[Named-object pointing records]
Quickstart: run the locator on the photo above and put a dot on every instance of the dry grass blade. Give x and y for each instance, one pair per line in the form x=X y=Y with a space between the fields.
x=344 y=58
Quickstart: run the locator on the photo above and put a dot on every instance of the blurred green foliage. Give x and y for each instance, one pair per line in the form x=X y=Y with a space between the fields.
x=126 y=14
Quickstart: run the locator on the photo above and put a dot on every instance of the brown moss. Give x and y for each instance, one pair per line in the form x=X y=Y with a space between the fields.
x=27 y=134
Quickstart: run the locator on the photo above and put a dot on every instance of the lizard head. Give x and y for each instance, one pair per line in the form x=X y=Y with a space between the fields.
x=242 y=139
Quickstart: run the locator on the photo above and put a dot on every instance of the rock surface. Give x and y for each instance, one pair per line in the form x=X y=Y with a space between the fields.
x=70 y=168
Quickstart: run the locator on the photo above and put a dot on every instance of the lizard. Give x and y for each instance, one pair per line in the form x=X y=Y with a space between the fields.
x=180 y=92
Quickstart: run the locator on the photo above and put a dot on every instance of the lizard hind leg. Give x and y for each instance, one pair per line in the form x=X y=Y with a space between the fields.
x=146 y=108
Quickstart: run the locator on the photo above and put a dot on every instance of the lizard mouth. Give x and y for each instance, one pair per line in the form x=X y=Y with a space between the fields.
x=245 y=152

---

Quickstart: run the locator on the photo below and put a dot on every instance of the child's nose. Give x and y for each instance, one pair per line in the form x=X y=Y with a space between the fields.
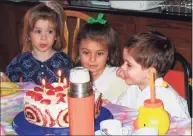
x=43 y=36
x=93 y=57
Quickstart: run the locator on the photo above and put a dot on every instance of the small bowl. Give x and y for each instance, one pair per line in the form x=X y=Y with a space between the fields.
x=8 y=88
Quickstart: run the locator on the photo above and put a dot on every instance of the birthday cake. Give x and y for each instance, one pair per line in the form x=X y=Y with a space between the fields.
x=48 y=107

— WORK REQUIRED —
Copy out the rows without any change, beginning with the line that contains "the lizard hind" and ending with the line that contains "x=146 y=108".

— ANSWER TO THIS PROBLEM —
Quickstart: run the locator on the photo above and put a dot on every instance of the lizard hind leg. Give x and y for each instance, one pair per line in the form x=X y=Y with a space between the fields.
x=146 y=108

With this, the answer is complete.